First, the psalmist lives in the real world, where trials always seem to travel in hordes. The psalmist lists “deadly pestilence” (vv. 3, 6) among the manifold trials that afflict God’s people. There is the “the terror of the night” and “the arrow that flies by day” (v. 5). There is “the pestilence that stalks in darkness” and “the destruction that wastes at noonday” (v. 6).
Nevertheless, second, the psalmist encourages God’s people that, in spite of the manifold trials that assail them, they need not fear. Why? Because the manifold trials that afflict us are no match for the God of many names who stands with us and helps us. The one who trusts in God, dwells in the shelter of “the Most High” and abides in the shadow of “the Almighty” (v. 1). The God of the covenant is “my refuge,” “my fortress,” “my God,” “in whom I trust” (v. 2). His “pinions” and his “wings” are a source of refuge; his “faithfulness” is “a shield and buckler” (v. 4). Our God, to whom all these names apply, is all these things to us; and no trials that come upon us can separate us from the love of God in Jesus Christ our Lord (Rom 8:31-39).
And so we pray with confidence, knowing that he will “answer” us (v. 15). Contrary to the claims of today’s false prophets, we do not know whether God will answer us by delivering us from the deadly pestilence that stalks us (through healing) or through the deadly pestilence that stalks us (through death and resurrection). But, in Christ Jesus, we may pray with confidence that God will “deliver” us, “protect” us, “be with” us, “rescue” us, “honor” us, “satisfy” us, and “show” us his salvation (vv. 14-16). These are the strong verbs that belong to the people who belong to the Lord.

• **TASK GOAL**: Continue the passage on the psalmist's trials and God's help from its final sentence.

(Dataset items)
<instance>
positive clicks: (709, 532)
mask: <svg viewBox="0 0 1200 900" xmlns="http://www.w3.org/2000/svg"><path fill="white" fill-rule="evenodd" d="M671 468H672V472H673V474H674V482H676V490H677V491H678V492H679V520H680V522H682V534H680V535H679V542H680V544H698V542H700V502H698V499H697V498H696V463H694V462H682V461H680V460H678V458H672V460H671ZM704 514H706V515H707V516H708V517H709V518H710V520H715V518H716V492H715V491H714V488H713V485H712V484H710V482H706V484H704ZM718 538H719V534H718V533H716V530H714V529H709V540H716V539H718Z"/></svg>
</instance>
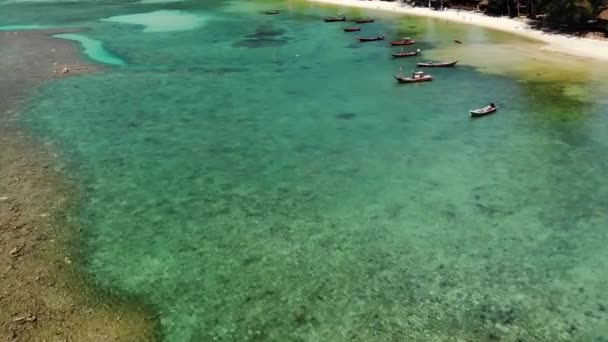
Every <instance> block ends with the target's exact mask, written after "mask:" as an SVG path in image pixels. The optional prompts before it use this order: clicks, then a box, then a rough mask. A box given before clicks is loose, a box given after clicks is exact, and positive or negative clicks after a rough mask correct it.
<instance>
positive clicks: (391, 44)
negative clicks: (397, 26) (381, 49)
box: [390, 40, 416, 46]
mask: <svg viewBox="0 0 608 342" xmlns="http://www.w3.org/2000/svg"><path fill="white" fill-rule="evenodd" d="M415 42H416V41H415V40H396V41H392V42H390V44H391V46H405V45H412V44H414V43H415Z"/></svg>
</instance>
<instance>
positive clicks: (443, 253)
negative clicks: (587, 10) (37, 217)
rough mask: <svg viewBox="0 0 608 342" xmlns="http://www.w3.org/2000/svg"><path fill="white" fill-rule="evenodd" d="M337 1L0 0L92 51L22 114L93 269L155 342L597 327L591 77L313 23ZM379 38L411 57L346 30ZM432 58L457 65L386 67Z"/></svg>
mask: <svg viewBox="0 0 608 342" xmlns="http://www.w3.org/2000/svg"><path fill="white" fill-rule="evenodd" d="M272 8H278V9H280V10H281V13H280V14H278V15H264V14H262V13H261V11H262V10H267V9H272ZM338 11H340V10H339V9H336V8H333V7H325V6H318V5H311V4H308V3H304V2H295V1H293V2H287V1H282V2H268V1H266V2H254V1H219V0H212V1H184V2H173V3H152V2H151V1H149V3H125V2H121V1H114V2H112V1H95V2H46V1H36V2H21V1H8V2H7V1H4V2H0V25H4V26H15V25H28V26H23V27H22V28H30V29H32V28H35V27H83V28H86V30H84V31H82V32H80V33H78V34H76V35H74V34H71V35H67V36H63V38H59V37H58V38H57V39H71V40H75V41H77V42H78V43H77V44H81V46H82V53H83V58H91V59H93V60H94V61H97V62H100V63H105V64H106V65H107V69H106V70H105V71H104V72H103V73H100V74H95V75H86V76H79V77H71V78H65V79H61V80H58V81H53V82H51V83H48V84H46V85H44V86H42V87H40V88H38V89H35V91H34V93H33V94H32V96H31V98H30V99H29V101H28V102H27V103H26V104H24V106H23V108H22V116H21V118H22V121H23V124H24V125H25V126H26V127H28V128H29V129H31V130H33V131H34V132H35V133H36V134H38V135H39V136H40V137H41V139H42V140H43V141H44V142H46V143H48V144H53V145H54V146H57V147H59V148H60V149H61V150H62V151H64V152H65V156H64V158H63V161H62V163H64V164H65V165H64V171H65V172H66V175H68V177H70V178H72V179H74V180H76V181H77V182H78V183H79V184H81V185H82V189H83V191H82V199H81V201H80V203H79V205H78V207H77V208H75V209H74V210H73V212H72V215H73V217H72V219H73V220H74V221H75V222H76V223H77V224H78V225H80V226H81V227H82V228H83V233H82V234H83V236H82V240H83V244H82V246H81V248H82V250H81V251H80V252H81V254H82V255H83V260H81V262H82V265H83V267H84V268H85V269H86V271H87V272H89V273H90V274H91V275H92V276H93V277H94V279H95V282H96V283H98V284H99V286H100V287H102V288H106V289H110V290H112V291H116V292H117V293H120V294H124V295H125V296H137V297H139V298H143V300H144V301H145V302H147V303H148V304H150V305H152V306H153V307H154V308H155V309H156V310H158V313H159V317H160V319H161V325H162V333H163V338H164V340H165V341H216V340H217V341H311V342H312V341H328V342H334V341H362V342H363V341H365V342H370V341H494V340H496V341H498V340H501V341H604V340H605V339H608V296H607V295H606V294H607V293H608V249H607V248H606V246H607V244H608V209H607V208H608V183H607V182H606V175H607V174H608V158H607V155H608V109H607V108H608V96H606V93H607V91H606V89H608V88H607V87H606V84H605V83H602V82H603V81H602V79H601V78H598V77H597V76H596V74H595V72H594V71H593V70H591V69H586V71H585V72H580V73H578V74H577V75H578V76H577V77H576V78H571V79H567V80H563V79H562V80H558V79H556V78H552V79H550V80H542V79H541V80H539V79H536V77H537V76H538V77H541V76H542V75H543V74H546V73H551V71H552V70H554V69H555V70H558V71H559V70H562V69H571V65H570V64H568V63H571V62H570V60H571V59H570V58H567V57H563V58H561V57H560V58H556V60H558V61H561V62H556V63H555V65H546V64H547V63H545V65H544V69H543V70H537V69H536V68H531V69H532V70H528V71H526V72H525V73H523V74H524V75H525V77H524V76H522V73H519V74H518V73H516V72H514V71H513V69H514V65H513V63H517V65H520V64H524V62H526V61H533V59H534V58H536V57H534V56H533V55H530V56H529V57H528V56H527V55H525V54H524V55H522V54H521V53H520V52H518V53H519V58H518V59H517V62H513V61H512V60H510V59H509V58H508V56H509V53H510V52H509V51H511V47H513V49H515V47H517V46H527V44H529V45H533V44H532V43H531V42H529V41H525V40H523V39H520V38H517V37H513V36H509V35H506V34H503V33H498V32H492V31H488V30H485V29H482V28H477V27H467V26H460V25H454V24H449V23H441V22H437V21H434V20H430V19H425V18H411V17H399V16H395V15H389V14H381V13H377V12H362V11H358V10H347V9H342V10H341V11H342V12H343V13H346V14H347V15H355V16H374V17H376V18H377V20H376V22H375V23H372V24H366V25H365V26H364V27H363V31H362V32H361V33H354V34H353V33H348V34H347V33H344V32H342V29H341V28H342V27H343V26H344V24H343V23H335V24H325V23H323V22H321V20H320V18H321V17H323V16H328V15H335V14H336V13H337V12H338ZM31 25H34V26H31ZM382 33H386V34H387V36H388V37H389V38H391V39H396V38H400V37H404V36H411V37H412V38H414V39H417V40H418V41H419V42H418V43H417V44H416V45H413V46H411V47H405V50H406V51H411V50H414V49H418V48H419V49H421V50H422V57H413V58H404V59H398V60H392V59H391V58H390V52H391V48H390V47H388V44H387V42H371V43H365V44H360V43H357V42H356V41H355V37H356V36H357V35H358V34H360V35H362V36H363V35H369V36H374V35H378V34H382ZM454 39H461V40H463V41H464V43H465V44H463V45H462V46H458V47H457V49H456V50H453V49H455V47H454V46H455V45H456V44H455V43H453V40H454ZM451 49H452V50H451ZM493 49H494V50H493ZM501 49H502V50H501ZM393 50H398V49H393ZM495 50H496V51H503V52H500V53H498V52H497V53H495V54H494V56H495V58H496V60H497V61H498V62H497V63H494V64H493V65H492V67H491V68H490V67H488V66H487V65H486V64H488V63H487V62H491V60H493V58H494V57H492V56H488V55H487V53H486V55H483V53H484V51H486V52H487V51H495ZM1 51H2V50H0V53H2V52H1ZM477 51H479V54H482V55H483V56H484V57H483V61H481V59H480V58H478V60H475V59H474V58H475V56H478V55H479V54H478V53H477ZM535 51H536V50H535ZM442 54H443V55H445V54H451V56H449V57H452V58H454V59H460V60H461V63H460V64H459V65H458V66H457V67H456V68H451V69H429V70H428V72H429V73H431V74H432V75H433V76H434V80H433V82H427V83H422V84H415V85H398V84H397V83H396V82H395V81H394V80H393V79H392V75H393V74H396V73H398V72H399V69H400V68H402V70H403V72H404V73H409V72H411V71H412V70H414V69H415V63H416V62H417V61H426V60H427V59H431V56H440V55H442ZM521 56H524V57H521ZM484 63H485V64H484ZM482 64H483V66H482ZM601 67H604V68H607V69H606V70H608V67H607V66H606V65H603V66H598V68H601ZM503 69H504V72H501V70H503ZM537 73H538V75H537ZM555 74H562V73H561V71H559V72H555ZM488 102H495V103H497V104H498V105H499V112H498V113H497V114H496V115H493V116H489V117H486V118H481V119H477V120H471V119H470V118H469V117H468V110H469V109H472V108H476V107H480V106H483V105H485V104H487V103H488ZM58 165H59V164H58Z"/></svg>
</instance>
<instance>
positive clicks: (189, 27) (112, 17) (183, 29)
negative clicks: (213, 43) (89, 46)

• **ANSWER TO THIS EXERCISE**:
In addition to Psalm 91, below are a few prayers composed and used by the church for occasions such as this.
The first prayer comes from the Book of Common Prayer of the Church of England (1662).
O ALMIGHTY God, who in thy wrath didst send a plague upon thy people in the wilderness, for their obstinate rebellion against Moses and Aaron; and also, in the time of king David, didst slay with the plague of pestilence threescore and ten thousand, and yet remembering thy mercy didst save the rest: Have pity upon us miserable sinners, who now are visited with great sickness and mortality; that like as thou didst then accept of an atonement, and didst command the destroying Angel to cease from punishing, so it may now please thee to withdraw from us this plague and grievous sickness; through Jesus Christ our Lord. Amen.
The second prayer comes from the Book of Common Prayer of the Reformed Episcopal Church.
O MOST mighty and merciful God, to whom alone belong the issues of life and death; In this time of grievous sickness we flee unto thee for relief. Deliver us, we beseech thee, from our peril; give strength and skill to thy ministers of healing; bless the means of cure; and grant, that, perceiving how frail is our earthly life, we may apply our hearts unto that heavenly wisdom which leadeth to eternal life; through Jesus Christ our Lord. Amen.
The third prayer comes from the The Liturgy of the French Protestants at Charleston (via Rev. Tommy Shields).
O LORD, we are consumed by Thy anger, and by Thy wrath we are troubled. Thou hast set our iniquities before Thee; our secret sins in the light of Thy countenance. Our days are passed in Thy displeasure, and we spend our years as a tale that is told. Thou hast dealt justly with us, O Lord, in all things; for we have not obeyed Thee. Thou hast seen that our wickedness is great, that the thoughts of our hearts were evil continually, and Thou hast sent forth sickness and tribulation among us. The King of Terrors is in the midst of us. O God, remember mercy, and withdraw from our land this awful scourge. O Thou at whose word, in the time of David, seventy thousand perished by the pestilence, and Who in Thy compassion didst stay the destroyer and spared the reside of Thy people, have pity on us! O say to this angel of death, “It is enough!” and of Thy mercy spare us. But whatever the future may have in store for us, whether of good or evil, give us grace to praise Thy compassion with humility and fear, and to bless Thy name forever and ever, through Jesus Christ our Saviour. Amen.